═════ Input material ═════

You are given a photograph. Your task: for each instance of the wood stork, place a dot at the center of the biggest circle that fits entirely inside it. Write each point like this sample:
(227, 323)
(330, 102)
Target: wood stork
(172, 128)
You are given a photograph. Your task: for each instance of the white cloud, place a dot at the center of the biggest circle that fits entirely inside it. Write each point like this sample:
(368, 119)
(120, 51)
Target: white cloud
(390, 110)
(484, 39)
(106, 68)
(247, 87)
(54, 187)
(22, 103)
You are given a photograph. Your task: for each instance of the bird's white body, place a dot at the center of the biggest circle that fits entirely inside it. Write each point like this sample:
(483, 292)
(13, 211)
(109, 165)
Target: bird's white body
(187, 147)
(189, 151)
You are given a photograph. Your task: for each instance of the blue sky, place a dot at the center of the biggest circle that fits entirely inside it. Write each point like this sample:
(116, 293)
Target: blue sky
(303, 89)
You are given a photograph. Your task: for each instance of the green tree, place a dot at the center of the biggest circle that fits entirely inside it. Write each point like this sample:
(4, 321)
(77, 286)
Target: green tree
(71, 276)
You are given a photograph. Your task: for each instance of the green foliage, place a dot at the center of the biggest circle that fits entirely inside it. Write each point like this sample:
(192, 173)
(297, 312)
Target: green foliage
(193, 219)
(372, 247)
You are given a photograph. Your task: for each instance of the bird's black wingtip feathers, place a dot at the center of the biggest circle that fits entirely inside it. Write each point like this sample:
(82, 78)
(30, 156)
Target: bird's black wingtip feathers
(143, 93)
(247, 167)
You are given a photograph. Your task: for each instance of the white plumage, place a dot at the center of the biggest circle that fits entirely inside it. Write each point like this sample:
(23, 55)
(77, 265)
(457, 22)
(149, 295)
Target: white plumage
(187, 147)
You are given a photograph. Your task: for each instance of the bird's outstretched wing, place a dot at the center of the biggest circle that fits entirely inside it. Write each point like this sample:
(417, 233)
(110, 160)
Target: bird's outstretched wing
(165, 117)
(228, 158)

═════

*Exercise aim*. What is needed is a count of the lines in the data that contain the word "given"; please give it and no other words.

*Result of this task*. 9